Segment Start: Exercise data
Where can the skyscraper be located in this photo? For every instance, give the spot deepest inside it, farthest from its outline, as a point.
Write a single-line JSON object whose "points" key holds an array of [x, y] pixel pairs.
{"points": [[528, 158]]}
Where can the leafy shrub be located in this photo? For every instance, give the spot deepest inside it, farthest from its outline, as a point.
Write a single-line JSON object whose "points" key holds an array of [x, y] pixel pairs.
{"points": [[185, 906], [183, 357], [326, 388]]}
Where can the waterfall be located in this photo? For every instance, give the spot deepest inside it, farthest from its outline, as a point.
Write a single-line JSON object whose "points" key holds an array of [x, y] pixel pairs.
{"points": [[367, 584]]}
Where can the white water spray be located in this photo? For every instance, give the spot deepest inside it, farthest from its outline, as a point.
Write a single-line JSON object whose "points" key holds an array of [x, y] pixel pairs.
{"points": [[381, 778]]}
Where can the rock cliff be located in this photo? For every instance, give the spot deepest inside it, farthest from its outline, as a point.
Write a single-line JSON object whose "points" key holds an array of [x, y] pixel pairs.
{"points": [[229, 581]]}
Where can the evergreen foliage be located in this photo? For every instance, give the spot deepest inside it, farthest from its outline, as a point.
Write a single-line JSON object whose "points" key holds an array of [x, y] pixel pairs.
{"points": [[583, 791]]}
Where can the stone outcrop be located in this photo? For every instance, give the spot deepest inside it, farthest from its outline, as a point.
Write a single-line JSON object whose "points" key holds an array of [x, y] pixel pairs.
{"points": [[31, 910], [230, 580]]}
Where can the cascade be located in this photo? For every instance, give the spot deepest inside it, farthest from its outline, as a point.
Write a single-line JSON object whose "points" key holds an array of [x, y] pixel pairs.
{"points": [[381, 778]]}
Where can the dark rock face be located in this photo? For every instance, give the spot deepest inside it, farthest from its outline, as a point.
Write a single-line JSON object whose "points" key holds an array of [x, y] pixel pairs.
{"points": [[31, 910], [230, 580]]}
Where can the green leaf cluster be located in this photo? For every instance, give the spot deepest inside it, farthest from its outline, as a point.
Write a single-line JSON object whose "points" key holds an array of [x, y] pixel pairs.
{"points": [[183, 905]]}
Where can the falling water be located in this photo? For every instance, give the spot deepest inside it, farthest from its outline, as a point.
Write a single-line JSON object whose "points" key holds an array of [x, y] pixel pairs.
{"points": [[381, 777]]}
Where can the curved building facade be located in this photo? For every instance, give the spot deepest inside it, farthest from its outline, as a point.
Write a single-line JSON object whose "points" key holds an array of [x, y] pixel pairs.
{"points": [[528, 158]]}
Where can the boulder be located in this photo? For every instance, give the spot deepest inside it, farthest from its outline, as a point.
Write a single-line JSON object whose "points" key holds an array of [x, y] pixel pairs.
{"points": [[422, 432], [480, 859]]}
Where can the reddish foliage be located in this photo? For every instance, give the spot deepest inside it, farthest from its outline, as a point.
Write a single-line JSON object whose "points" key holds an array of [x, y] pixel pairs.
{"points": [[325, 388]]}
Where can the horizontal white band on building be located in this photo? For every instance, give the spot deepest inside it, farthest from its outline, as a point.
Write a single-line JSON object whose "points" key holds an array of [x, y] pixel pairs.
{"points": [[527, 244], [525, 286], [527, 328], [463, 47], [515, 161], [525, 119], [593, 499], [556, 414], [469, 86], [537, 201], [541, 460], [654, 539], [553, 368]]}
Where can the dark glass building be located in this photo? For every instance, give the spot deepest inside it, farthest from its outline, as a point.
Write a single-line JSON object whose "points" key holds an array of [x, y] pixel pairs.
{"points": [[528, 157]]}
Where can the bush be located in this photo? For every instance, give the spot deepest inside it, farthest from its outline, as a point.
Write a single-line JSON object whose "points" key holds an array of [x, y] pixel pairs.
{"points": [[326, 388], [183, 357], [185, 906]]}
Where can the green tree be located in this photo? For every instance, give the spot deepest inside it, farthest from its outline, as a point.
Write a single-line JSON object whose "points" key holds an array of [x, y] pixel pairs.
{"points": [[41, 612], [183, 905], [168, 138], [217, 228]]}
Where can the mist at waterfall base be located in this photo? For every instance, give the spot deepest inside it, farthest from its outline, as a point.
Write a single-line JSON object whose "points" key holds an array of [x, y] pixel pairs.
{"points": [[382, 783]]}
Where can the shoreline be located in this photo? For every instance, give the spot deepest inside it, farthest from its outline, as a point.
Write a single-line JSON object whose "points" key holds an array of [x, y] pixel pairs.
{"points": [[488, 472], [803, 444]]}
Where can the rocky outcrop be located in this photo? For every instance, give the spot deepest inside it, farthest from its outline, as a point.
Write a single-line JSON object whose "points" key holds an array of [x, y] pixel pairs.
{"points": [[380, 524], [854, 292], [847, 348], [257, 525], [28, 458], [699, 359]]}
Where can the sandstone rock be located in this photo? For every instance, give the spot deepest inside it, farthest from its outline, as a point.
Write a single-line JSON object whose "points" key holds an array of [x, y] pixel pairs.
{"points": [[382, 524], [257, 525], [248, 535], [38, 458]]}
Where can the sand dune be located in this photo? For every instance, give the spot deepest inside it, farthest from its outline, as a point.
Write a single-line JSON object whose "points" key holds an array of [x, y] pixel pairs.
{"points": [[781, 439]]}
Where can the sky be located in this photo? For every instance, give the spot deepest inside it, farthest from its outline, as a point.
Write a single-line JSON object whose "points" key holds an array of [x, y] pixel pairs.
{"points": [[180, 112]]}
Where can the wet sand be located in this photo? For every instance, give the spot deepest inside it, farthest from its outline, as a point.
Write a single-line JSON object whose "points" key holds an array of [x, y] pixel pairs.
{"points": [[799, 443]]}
Segment End: Exercise data
## About this exercise
Write out the records in full, exactly as they appear above.

## Exercise response
Where can the skyscraper be located in this photo? For every instance, give the spot deepest inside it, farthest from its outline, as a point.
Write a single-line JSON object whose "points" key holds an array of [x, y] pixel pairs.
{"points": [[528, 158]]}
Where can the leafy shrub be located in this photo? For every instance, give the spot deepest inside it, farthest from its outline, as a point.
Write a single-line JSON object whose "points" key holds an array of [x, y] pixel pairs.
{"points": [[185, 906], [183, 357], [326, 388]]}
Where can the waterfall be located in this photo? For every instance, give the spot deepest inside it, farthest from its outline, as a point.
Write a single-line JSON object whose "points" key holds an array of [x, y] pixel pairs.
{"points": [[367, 584]]}
Where can the white water spray be located in this photo? For every instance, give the spot deepest inside it, farthest from its outline, as a point.
Write a single-line JSON object whose "points" key holds an array of [x, y] pixel pairs.
{"points": [[381, 778]]}
Where can the rock cliff be located in this photo? For every instance, give the spot deepest inside it, farthest from its outline, as a point.
Write a single-line JSON object whose "points" key holds an array of [x, y] pixel pairs.
{"points": [[229, 581]]}
Where can the evergreen foliage be located in this photo? For every instance, give the spot deepest inside it, farthest from its outline, as a point.
Write a single-line JSON object whose "points" key holds an array of [x, y] pixel pairs.
{"points": [[583, 791]]}
Where can the stone outcrop be located in this photo? For every instance, give the spot deepest inside it, farthest from its outline, as a point.
Write a single-line JSON object whose "points" key holds an array of [x, y] pixel pairs.
{"points": [[31, 910], [230, 580]]}
Where can the cascade be located in this photo? For every instance, give the spot deepest inside it, farthest from its outline, as a point.
Write a single-line JSON object whose "points" key holds an array of [x, y] pixel pairs.
{"points": [[381, 778]]}
Where can the dark rock face be located in this photo? For every instance, give the spot deepest inside it, farthest from its outline, as a point.
Write a single-line JSON object whose "points" key holds an array of [x, y] pixel pairs.
{"points": [[31, 910], [230, 580]]}
Where can the green leaf cluster be located in this photo? For every instance, give the spot deepest inside it, farthest from its outline, as a point.
Write a single-line JSON object whose "points" key holds an array of [x, y] pixel pairs.
{"points": [[183, 905]]}
Where can the falling water be located in this photo? For every instance, give the spot deepest inside it, farthest from its outline, as a point.
Write a single-line JSON object whose "points" key holds an array of [x, y] pixel pairs.
{"points": [[381, 777]]}
Where can the curved building facade be located in this photo? For every instance, give the spot deepest inside it, farthest from its outline, as a point.
Write a single-line JSON object whose "points" key holds an array of [x, y] pixel pairs.
{"points": [[528, 158]]}
Where can the boulder be located in this photo? For every instance, give the spot deepest inside it, farthest from its outline, as a point.
Write a single-line JSON object whose "points" key holds an array of [x, y] pixel pairs.
{"points": [[422, 432], [480, 859]]}
Where can the reddish foliage be located in this photo? For every instance, give the spot deepest inside it, farthest from its outline, as a point.
Write a single-line JSON object whose "points" key holds an array of [x, y] pixel pairs.
{"points": [[325, 388]]}
Where can the horizontal white band on building be located in this photo? For every instance, give the spot deepest inside it, farthest from its outline, as a point.
Write a single-line JSON object whose "points" key holds an array of [x, y] pixel pairs.
{"points": [[527, 244], [525, 286], [527, 328], [463, 47], [515, 161], [525, 119], [593, 499], [556, 414], [469, 86], [537, 201], [541, 460], [654, 539], [553, 368]]}
Where can the dark glass building be located in this photo? For every instance, give the spot deepest inside it, farthest from its outline, as a point.
Write a single-line JSON object whose "points" key holds an array of [x, y] pixel pairs.
{"points": [[528, 157]]}
Where can the bush be located in this photo? For every instance, give the spot deepest inside it, farthest from its outline, as a point.
Write a single-line JSON object whose "points" key holds an array of [x, y] pixel pairs.
{"points": [[326, 388], [183, 357], [185, 906]]}
Where can the green tree be located in this photo? For every instance, give the spot deepest inside it, farthest from its outline, as a point.
Write a single-line JSON object whose "points" key holds an array of [x, y] pixel pairs.
{"points": [[41, 612], [183, 905], [168, 138], [217, 228]]}
Where can the mist at waterfall base be located in this photo? For every instance, give the spot deepest inside it, farthest from its outline, as a point.
Write a single-line JSON object whose "points" key holds an array of [x, y] pixel pairs.
{"points": [[382, 783]]}
Where can the shoreline be located in this photo? For every instance, give the spot deepest inside it, farthest from its outline, as a point.
Write a single-line JSON object whose "points" key holds an array of [x, y] pixel pairs.
{"points": [[488, 472], [803, 444]]}
Where can the rocky outcrop be located in this photo? For every instance, give the spot deepest inside it, farthest from its outline, as a point.
Write a single-line JSON object whose "points" key holds an array of [x, y] pixel pairs.
{"points": [[380, 524], [854, 292], [847, 348], [257, 525], [28, 458], [699, 359]]}
Where can the sandstone rock be located in this photo? For every instance, give the spot deepest inside it, farthest from its outline, as a point.
Write a single-line JSON object whose "points" key holds an array of [x, y] pixel pairs.
{"points": [[382, 524], [257, 525], [248, 535], [38, 458]]}
Where can the sand dune be located in this photo? For every instance, give the spot deepest inside it, farthest from its outline, as a point.
Write a single-line JSON object whose "points" key holds an array of [x, y] pixel pairs.
{"points": [[781, 439]]}
Where can the sky be located in this photo? For every instance, give the spot deepest inside it, farthest from its outline, as a point.
Write a single-line JSON object whose "points" key holds an array of [x, y] pixel pairs.
{"points": [[180, 112]]}
Where can the wet sand be located in this photo? For every instance, give the spot deepest inside it, farthest from its outline, as a point.
Write a single-line JSON object whose "points" key holds an array of [x, y] pixel pairs.
{"points": [[799, 443]]}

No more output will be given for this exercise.